■ **Page text**:
>>>

- Born: Max Jaffe 28 December 1911 London, England
- Died: 30 July 1991 (aged 79) London, England
- Genres: Light music
- Instrument: Violin
- Years active: 1920–1990

= Max Jaffa =

British musician (1911–1991)

Max Jaffa (28 December 1911 – 30 July 1991) was a British light orchestral violinist and bandleader. He is best remembered as the leader of the Palm Court Orchestra and trio, with Jack Byfield (piano) and Reginald Kilbey (cello), which broadcast on BBC Radio. His career lasted 70 years, before he retired in 1990.

==Childhood and education==
He was born Max Jaffe in London, England, the first child of Israel Jaffe, a Russian-Jewish immigrant, and Milly Makoff, his London-born Russian wife. Hearing the début of Jascha Heifetz in 1919 inspired him to take up the violin. After making his solo debut in a concert at the Brighton Palace Pier Theatre at the age of nine, he played in the pit of a silent cinema orchestra, to furnish background and atmosphere for silent films, while still at school. He studied at the Guildhall School of Music and Drama under Max Mossel, where he was a favourite of Sir Landon Ronald and where he won the Gold Medal.

<<<

■ **Entries provided**:
>>>

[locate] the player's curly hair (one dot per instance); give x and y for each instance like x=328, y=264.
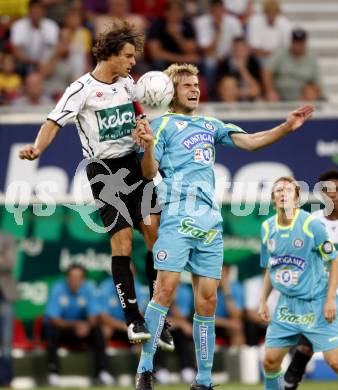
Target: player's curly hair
x=112, y=40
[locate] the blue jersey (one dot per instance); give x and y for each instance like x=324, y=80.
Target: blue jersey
x=109, y=301
x=295, y=255
x=185, y=150
x=63, y=303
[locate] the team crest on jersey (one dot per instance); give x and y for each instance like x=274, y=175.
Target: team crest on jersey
x=327, y=247
x=286, y=277
x=181, y=125
x=81, y=301
x=271, y=244
x=197, y=138
x=64, y=300
x=287, y=260
x=209, y=126
x=298, y=243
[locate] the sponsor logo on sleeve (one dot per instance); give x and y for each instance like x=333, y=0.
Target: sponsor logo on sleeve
x=161, y=255
x=327, y=247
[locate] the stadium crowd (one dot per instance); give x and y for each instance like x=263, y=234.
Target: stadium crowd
x=242, y=55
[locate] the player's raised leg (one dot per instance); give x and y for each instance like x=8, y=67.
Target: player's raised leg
x=273, y=376
x=205, y=292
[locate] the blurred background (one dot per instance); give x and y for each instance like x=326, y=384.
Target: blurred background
x=258, y=60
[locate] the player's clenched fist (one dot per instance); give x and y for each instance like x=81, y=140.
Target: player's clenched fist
x=29, y=152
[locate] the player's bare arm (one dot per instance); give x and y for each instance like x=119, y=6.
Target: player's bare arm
x=260, y=139
x=45, y=136
x=330, y=304
x=143, y=136
x=263, y=310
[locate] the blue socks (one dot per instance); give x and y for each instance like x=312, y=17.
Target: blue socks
x=154, y=317
x=204, y=339
x=274, y=381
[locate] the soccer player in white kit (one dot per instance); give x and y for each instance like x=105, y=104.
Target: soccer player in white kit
x=102, y=105
x=304, y=350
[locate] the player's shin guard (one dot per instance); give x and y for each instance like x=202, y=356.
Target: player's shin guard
x=124, y=283
x=151, y=273
x=296, y=370
x=273, y=381
x=204, y=339
x=155, y=316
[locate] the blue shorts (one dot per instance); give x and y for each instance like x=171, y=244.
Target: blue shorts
x=190, y=243
x=294, y=317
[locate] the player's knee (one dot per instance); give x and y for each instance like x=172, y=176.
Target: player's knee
x=305, y=349
x=270, y=364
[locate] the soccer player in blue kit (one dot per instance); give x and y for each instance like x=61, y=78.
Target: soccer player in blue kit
x=182, y=148
x=295, y=246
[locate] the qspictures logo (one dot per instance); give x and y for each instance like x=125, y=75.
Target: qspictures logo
x=115, y=122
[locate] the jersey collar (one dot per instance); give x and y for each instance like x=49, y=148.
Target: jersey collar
x=291, y=224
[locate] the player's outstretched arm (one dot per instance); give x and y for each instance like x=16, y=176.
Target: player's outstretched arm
x=45, y=136
x=258, y=140
x=263, y=310
x=330, y=309
x=143, y=136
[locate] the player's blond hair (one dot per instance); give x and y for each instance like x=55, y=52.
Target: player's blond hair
x=177, y=71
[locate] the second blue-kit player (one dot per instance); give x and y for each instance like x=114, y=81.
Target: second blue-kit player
x=182, y=148
x=295, y=247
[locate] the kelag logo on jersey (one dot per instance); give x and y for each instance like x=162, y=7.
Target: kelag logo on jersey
x=287, y=260
x=198, y=138
x=115, y=122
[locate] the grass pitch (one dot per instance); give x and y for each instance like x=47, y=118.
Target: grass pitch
x=333, y=385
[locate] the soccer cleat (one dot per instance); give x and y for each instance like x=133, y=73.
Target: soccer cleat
x=54, y=380
x=144, y=381
x=106, y=379
x=166, y=341
x=196, y=386
x=137, y=332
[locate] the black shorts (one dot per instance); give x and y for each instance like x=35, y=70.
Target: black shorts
x=123, y=196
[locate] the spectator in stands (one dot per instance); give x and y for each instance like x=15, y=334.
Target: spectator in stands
x=71, y=56
x=228, y=90
x=180, y=318
x=33, y=92
x=255, y=327
x=72, y=319
x=33, y=38
x=242, y=9
x=229, y=310
x=57, y=9
x=117, y=9
x=8, y=293
x=289, y=71
x=215, y=33
x=268, y=31
x=172, y=39
x=10, y=81
x=242, y=74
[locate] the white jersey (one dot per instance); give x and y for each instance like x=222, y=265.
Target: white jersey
x=103, y=113
x=331, y=226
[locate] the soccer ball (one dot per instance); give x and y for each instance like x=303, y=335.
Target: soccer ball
x=154, y=89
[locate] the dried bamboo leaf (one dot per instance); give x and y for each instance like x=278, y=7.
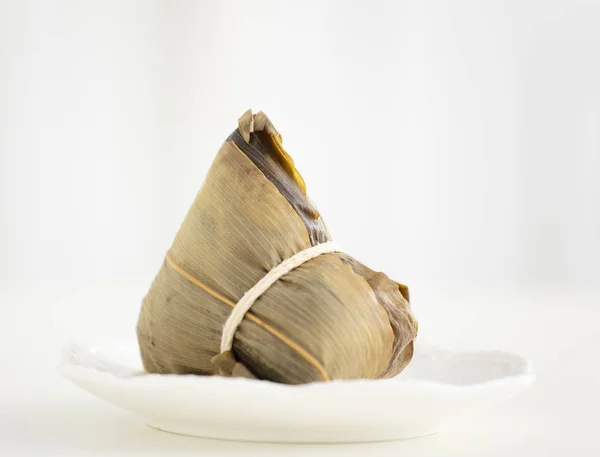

<<<

■ **What you need to do**:
1. Using the Max Jaffa biography, answer these:
(a) Who played piano and cello with him in the Palm Court trio?
(b) At what age did he make his solo debut, and in which theater?
(c) Who taught him at the Guildhall School of Music and Drama?
2. Say whether each statement agrees with the Max Jaffa biography, and quote the words that decide it:
(a) He retired in 1990.
(b) His mother was born in Russia.
(c) Hearing Jascha Heifetz in 1919 made him want to learn the piano.
3. Go on with the Max Jaffa biography from where it stops.

■ **Answers for this exercise**:
1.
(a) Jack Byfield played piano and Reginald Kilbey played cello.
(b) He was nine, and the theater was the Brighton Palace Pier Theatre.
(c) Max Mossel.

2.
(a) Yes: "His career lasted 70 years, before he retired in 1990."
(b) No: "Milly Makoff, his London-born Russian wife"
(c) No: "Hearing the début of Jascha Heifetz in 1919 inspired him to take up the violin."

3.
==Early career and wartime==
In 1928 on leaving Guildhall, Jaffa persuaded the Piccadilly Hotel in London to take him on for a two-week trial, and stayed there for five years, making his first radio broadcast in August 1929 with the Max Jaffa Solon Orchestra, aged just 17. That year he was temporarily released from the Piccadilly to play a season as leader of the Scottish Symphony Orchestra, the youngest player ever to hold the post. In World War II, he originally served as Gunner Jaffa in the Royal Artillery, but subsequently joined the Royal Air Force and became a pilot in RAF Bomber Command.

==Later career==
Jaffa refreshed his violin playing after the war by studying with Sascha Lasserson, and soon joined the Mantovani Orchestra - he was the leader and soloist on its bestseller "Charmaine" (1951). He would sometimes play with the Albert Sandler Trio when Sandler himself was ill, and after Sandler's death in 1948 took his place alongside the other members, cellist Reginald Kilbey and pianist Jack Byfield, to form the Max Jaffa Trio. From 1956 until 1986 his concerts from The Spa, Scarborough were frequently featured on BBC Radio in shows such as Melody on Strings, Music For Your Pleasure and (most notably) Grand Hotel, on which he led the Palm Court Orchestra and was dubbed 'King of the Palm Court'. A Yorkshire Television documentary in 1986 filmed his final season as Scarborough, aged 74.

Jaffa recorded the violin and orchestra version of "Dark Eyes", written by Adalgiso Ferraris. His collaboration with Ferraris included other songs, such as "Souvenir d'Ukraine" and "Gipsy Idylle".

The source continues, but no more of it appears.